== ФРАГМЕНТ ДОКУМЕНТА ==

Именно с этим свойством рахманиновской мотивной символики связаны многочисленные попытки усмотреть в его творчестве некую статичную риторическую систему – «тайную программу». Музыка Рахманинова в силу своей интонационной природы «вводит во искушение» слышать в ней загадочный «шифр судьбы», доступный лишь посвященным; отсюда – многочисленные попытки однозначных «расшифровок» рахманиновской символики в духе вагнеровских лейтмотивов [42; 62; 104; 128][18].

===
== ИСХОДНЫЕ МАТЕРИАЛЫ ==

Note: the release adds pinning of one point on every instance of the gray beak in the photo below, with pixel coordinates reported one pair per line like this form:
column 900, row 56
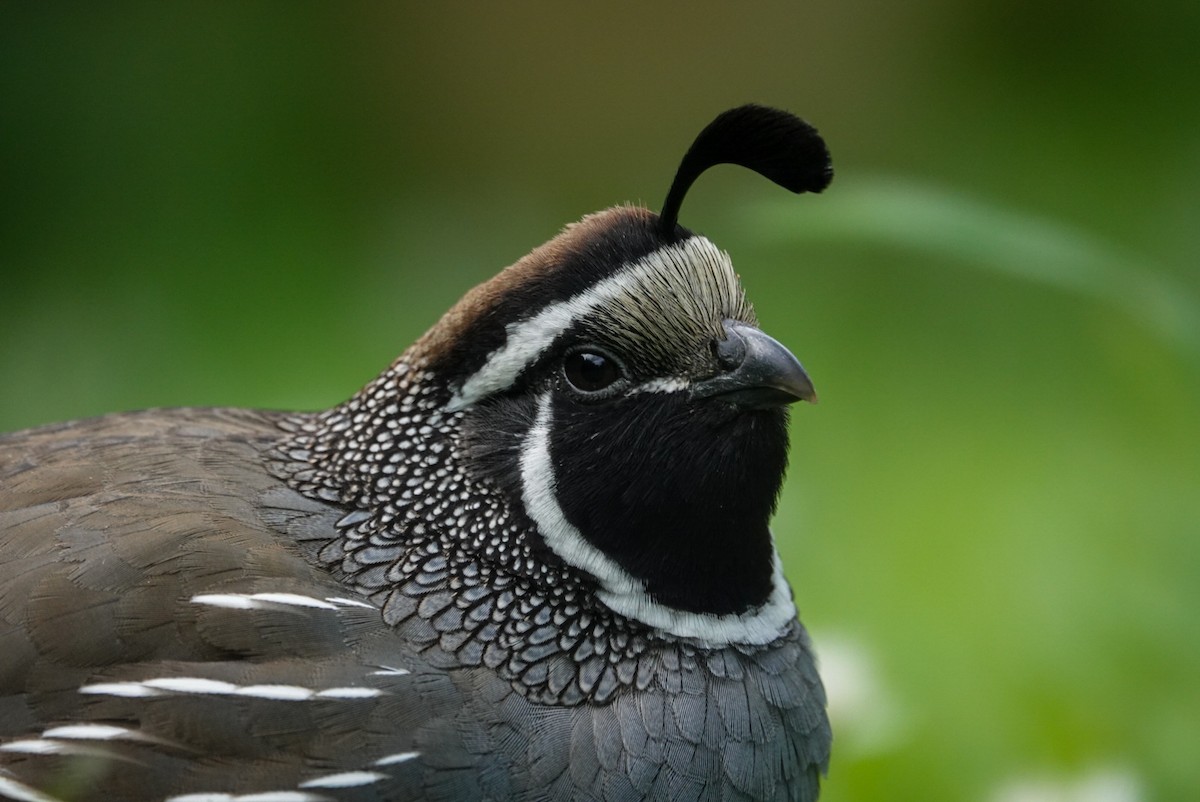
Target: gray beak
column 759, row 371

===
== ИСХОДНЫЕ МАТЕРИАЛЫ ==

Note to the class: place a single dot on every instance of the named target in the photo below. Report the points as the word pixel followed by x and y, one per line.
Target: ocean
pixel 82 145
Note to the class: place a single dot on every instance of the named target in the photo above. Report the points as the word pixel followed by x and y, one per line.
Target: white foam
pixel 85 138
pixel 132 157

===
== ИСХОДНЫЕ МАТЕРИАЛЫ ==

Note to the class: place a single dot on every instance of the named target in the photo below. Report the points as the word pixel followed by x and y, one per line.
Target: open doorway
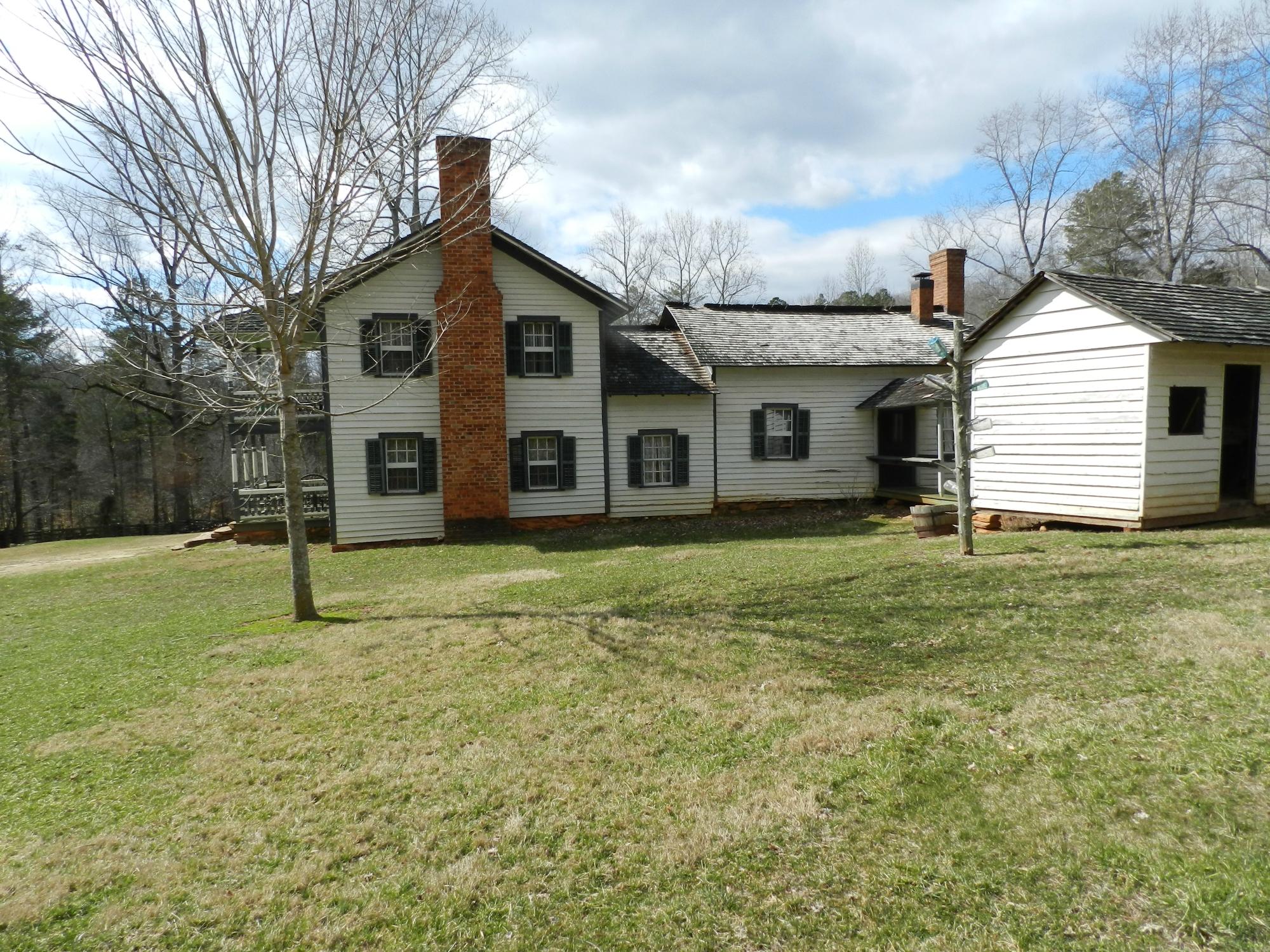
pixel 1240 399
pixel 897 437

===

◆ **ЗАДАНИЯ**
• 1. В духе чего, по словам фрагмента о музыке Рахманинова, делаются попытки однозначных «расшифровок» рахманиновской символики?
• 2. Приведите без изменений часть фрагмента о музыке Рахманинова от «Именно с этим» до «62; 104; 128][18].».

◆ **ОТВЕТЫ**
• 1. В духе вагнеровских лейтмотивов.

• 2.
Именно с этим свойством рахманиновской мотивной символики связаны многочисленные попытки усмотреть в его творчестве некую статичную риторическую систему – «тайную программу». Музыка Рахманинова в силу своей интонационной природы «вводит во искушение» слышать в ней загадочный «шифр судьбы», доступный лишь посвященным; отсюда – многочисленные попытки однозначных «расшифровок» рахманиновской символики в духе вагнеровских лейтмотивов [42; 62; 104; 128][18].